- Problem to work on: Write out each line of the entries below that holds the word "handle".

Start of Supplied material

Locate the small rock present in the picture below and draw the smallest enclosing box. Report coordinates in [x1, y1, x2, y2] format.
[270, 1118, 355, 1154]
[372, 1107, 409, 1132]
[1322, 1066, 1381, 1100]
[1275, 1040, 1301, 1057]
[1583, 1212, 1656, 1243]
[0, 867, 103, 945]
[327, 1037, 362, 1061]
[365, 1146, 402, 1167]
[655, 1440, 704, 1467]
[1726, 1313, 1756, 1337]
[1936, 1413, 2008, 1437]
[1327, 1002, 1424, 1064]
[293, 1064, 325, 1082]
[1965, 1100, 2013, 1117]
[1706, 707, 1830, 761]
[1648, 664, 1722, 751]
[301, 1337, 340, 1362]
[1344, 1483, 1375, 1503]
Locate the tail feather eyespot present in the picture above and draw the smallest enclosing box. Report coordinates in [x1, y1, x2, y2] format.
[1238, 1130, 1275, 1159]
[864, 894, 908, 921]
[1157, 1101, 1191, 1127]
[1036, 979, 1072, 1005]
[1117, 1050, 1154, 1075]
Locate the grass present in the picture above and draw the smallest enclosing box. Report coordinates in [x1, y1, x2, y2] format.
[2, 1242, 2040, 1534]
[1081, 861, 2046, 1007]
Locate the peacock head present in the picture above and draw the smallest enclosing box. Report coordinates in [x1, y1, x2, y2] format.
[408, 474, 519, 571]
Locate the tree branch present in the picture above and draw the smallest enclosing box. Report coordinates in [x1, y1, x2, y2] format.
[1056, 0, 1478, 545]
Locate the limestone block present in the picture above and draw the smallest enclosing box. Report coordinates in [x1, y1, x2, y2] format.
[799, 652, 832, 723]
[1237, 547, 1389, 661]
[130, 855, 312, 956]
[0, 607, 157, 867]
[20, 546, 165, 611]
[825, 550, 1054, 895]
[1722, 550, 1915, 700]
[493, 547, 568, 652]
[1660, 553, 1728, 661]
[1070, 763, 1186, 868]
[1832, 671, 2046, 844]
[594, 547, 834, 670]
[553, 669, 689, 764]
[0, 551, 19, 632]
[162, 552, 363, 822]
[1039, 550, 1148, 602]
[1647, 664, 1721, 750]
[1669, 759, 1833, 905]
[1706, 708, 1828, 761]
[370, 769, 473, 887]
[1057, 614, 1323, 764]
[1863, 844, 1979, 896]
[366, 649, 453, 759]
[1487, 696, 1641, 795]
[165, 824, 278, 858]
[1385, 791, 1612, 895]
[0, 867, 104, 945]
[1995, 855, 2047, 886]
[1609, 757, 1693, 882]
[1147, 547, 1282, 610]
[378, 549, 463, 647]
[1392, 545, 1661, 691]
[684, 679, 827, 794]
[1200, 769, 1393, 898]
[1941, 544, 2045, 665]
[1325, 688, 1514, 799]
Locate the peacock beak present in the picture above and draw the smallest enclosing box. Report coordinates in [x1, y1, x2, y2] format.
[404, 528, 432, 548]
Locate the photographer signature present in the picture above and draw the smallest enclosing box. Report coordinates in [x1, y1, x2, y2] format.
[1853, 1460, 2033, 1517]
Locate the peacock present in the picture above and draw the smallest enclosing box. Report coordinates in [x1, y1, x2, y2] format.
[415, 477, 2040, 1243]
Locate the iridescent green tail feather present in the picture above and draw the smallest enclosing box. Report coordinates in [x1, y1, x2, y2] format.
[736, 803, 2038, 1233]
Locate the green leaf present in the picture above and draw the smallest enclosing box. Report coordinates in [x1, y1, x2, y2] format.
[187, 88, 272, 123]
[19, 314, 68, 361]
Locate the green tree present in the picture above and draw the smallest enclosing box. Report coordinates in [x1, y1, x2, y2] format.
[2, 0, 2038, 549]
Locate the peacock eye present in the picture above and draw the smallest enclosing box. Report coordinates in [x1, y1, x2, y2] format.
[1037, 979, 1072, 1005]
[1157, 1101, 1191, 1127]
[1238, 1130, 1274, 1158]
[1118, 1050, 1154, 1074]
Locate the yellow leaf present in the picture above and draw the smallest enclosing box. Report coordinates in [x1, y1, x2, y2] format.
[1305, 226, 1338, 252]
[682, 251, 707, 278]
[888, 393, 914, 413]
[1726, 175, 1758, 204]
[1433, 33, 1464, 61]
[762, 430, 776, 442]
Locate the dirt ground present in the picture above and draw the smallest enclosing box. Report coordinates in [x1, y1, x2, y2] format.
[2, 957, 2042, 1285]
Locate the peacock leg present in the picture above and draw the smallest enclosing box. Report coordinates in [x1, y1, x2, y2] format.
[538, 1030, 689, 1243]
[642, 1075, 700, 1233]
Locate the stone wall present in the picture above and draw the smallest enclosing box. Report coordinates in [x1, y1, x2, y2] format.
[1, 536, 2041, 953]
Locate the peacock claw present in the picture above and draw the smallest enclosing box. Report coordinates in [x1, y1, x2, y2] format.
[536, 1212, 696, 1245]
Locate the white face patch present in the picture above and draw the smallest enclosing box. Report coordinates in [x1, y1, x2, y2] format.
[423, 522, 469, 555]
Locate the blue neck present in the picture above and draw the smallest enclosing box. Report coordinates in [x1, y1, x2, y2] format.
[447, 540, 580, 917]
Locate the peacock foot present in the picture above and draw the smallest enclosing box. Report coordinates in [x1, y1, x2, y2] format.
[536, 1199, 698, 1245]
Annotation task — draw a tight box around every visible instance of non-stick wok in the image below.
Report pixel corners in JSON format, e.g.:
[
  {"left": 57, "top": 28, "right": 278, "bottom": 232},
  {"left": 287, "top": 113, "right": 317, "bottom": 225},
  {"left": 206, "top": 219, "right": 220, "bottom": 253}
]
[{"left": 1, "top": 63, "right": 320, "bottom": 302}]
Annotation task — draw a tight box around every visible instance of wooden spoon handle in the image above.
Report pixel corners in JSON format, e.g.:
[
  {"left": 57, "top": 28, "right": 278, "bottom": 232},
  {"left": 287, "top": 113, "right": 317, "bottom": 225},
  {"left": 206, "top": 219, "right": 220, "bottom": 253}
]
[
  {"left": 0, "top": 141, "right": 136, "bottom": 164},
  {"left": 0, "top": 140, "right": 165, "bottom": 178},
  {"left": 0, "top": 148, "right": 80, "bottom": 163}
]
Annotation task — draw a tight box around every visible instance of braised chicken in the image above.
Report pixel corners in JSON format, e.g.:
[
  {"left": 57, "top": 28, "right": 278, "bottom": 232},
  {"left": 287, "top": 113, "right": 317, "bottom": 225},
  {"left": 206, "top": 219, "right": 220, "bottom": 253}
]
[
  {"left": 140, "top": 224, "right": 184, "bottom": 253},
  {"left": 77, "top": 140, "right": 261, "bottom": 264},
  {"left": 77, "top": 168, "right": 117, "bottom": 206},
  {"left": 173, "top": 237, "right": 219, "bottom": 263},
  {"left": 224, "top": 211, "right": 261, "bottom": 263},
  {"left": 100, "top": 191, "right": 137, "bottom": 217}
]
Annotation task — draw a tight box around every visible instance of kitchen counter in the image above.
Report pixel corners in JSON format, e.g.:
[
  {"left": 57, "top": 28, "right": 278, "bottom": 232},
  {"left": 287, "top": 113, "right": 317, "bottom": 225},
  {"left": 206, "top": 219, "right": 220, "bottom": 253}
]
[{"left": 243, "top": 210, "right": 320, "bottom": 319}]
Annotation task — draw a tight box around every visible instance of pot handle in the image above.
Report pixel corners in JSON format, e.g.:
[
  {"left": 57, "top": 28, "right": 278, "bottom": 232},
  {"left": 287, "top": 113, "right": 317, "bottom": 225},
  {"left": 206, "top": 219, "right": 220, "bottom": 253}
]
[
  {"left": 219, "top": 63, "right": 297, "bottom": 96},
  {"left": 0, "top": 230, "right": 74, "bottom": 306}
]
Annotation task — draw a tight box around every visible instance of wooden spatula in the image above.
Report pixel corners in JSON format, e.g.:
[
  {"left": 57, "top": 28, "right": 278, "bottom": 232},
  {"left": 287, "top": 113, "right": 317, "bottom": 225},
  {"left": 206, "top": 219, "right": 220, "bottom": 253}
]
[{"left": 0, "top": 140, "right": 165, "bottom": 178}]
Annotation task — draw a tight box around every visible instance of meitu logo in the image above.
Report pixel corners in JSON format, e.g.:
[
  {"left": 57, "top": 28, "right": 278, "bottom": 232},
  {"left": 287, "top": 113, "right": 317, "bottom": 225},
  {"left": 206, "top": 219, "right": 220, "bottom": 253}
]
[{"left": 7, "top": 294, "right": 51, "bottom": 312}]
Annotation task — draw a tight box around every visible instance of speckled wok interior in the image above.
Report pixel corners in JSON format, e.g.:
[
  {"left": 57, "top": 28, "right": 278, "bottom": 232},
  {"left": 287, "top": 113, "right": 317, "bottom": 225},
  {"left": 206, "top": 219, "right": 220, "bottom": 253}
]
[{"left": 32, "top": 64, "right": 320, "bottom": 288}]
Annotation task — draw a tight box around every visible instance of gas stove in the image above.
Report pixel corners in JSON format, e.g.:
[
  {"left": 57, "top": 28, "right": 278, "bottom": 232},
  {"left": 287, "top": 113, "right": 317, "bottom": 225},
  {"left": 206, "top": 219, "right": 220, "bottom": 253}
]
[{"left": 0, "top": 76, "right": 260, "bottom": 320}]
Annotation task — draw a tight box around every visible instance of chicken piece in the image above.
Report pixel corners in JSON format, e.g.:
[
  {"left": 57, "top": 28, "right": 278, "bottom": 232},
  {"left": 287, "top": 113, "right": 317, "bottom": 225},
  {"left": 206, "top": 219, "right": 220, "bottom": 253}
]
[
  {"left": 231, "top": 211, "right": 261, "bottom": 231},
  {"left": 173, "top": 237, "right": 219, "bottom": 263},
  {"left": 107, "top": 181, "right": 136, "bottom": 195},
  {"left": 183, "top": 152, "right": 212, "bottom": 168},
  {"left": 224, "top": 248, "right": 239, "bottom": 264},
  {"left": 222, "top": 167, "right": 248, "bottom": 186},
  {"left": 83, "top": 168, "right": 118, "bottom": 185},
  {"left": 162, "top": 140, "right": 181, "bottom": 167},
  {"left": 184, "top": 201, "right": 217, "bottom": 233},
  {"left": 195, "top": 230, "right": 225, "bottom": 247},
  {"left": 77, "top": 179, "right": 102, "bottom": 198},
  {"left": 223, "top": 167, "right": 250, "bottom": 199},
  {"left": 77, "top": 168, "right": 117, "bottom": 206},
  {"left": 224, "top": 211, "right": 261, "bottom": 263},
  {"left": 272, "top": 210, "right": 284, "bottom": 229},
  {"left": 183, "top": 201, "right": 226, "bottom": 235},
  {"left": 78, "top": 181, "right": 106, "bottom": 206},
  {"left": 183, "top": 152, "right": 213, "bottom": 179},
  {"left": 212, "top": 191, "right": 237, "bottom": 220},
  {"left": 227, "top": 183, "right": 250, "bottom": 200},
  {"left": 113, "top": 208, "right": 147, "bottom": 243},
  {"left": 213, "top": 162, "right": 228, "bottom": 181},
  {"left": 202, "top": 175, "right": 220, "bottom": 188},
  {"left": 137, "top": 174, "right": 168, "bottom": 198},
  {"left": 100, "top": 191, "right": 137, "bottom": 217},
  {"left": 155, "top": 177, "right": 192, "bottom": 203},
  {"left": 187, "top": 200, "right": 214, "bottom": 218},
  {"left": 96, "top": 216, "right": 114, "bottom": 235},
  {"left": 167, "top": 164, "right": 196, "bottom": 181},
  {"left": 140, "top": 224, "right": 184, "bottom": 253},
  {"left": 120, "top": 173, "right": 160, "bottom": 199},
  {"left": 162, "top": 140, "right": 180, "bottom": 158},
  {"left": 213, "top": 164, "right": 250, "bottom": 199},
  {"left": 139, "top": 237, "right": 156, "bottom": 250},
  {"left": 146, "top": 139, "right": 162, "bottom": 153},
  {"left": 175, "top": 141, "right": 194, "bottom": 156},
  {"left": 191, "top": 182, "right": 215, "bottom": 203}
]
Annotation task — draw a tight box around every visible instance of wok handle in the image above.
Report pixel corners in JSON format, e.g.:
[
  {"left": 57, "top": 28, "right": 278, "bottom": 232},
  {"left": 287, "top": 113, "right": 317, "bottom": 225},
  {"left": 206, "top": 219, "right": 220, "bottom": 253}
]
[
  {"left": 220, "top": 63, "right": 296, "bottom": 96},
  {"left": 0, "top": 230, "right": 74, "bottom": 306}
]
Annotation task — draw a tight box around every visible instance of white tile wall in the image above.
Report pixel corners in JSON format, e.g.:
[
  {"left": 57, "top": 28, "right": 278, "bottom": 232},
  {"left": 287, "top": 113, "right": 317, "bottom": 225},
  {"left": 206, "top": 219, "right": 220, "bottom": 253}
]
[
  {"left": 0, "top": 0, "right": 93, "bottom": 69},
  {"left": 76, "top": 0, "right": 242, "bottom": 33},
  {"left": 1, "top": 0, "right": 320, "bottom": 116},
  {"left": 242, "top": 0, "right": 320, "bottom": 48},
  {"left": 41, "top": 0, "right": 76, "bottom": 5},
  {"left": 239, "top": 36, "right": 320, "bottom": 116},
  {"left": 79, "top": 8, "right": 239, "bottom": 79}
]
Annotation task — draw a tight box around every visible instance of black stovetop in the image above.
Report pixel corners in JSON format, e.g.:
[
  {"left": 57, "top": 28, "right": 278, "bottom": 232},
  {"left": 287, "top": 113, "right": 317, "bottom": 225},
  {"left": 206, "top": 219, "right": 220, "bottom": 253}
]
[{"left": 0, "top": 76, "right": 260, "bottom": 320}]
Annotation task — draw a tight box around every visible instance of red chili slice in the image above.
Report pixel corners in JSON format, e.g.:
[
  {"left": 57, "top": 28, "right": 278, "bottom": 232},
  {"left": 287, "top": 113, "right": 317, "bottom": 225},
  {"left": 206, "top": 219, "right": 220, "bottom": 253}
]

End of Supplied material

- Task answer:
Annotation task — draw a tight box around every visible instance of wooden spoon handle in the image above.
Annotation task — draw a tight box around every visible instance of pot handle in the image above.
Annotation task — draw a tight box around every visible instance of wok handle in the image above.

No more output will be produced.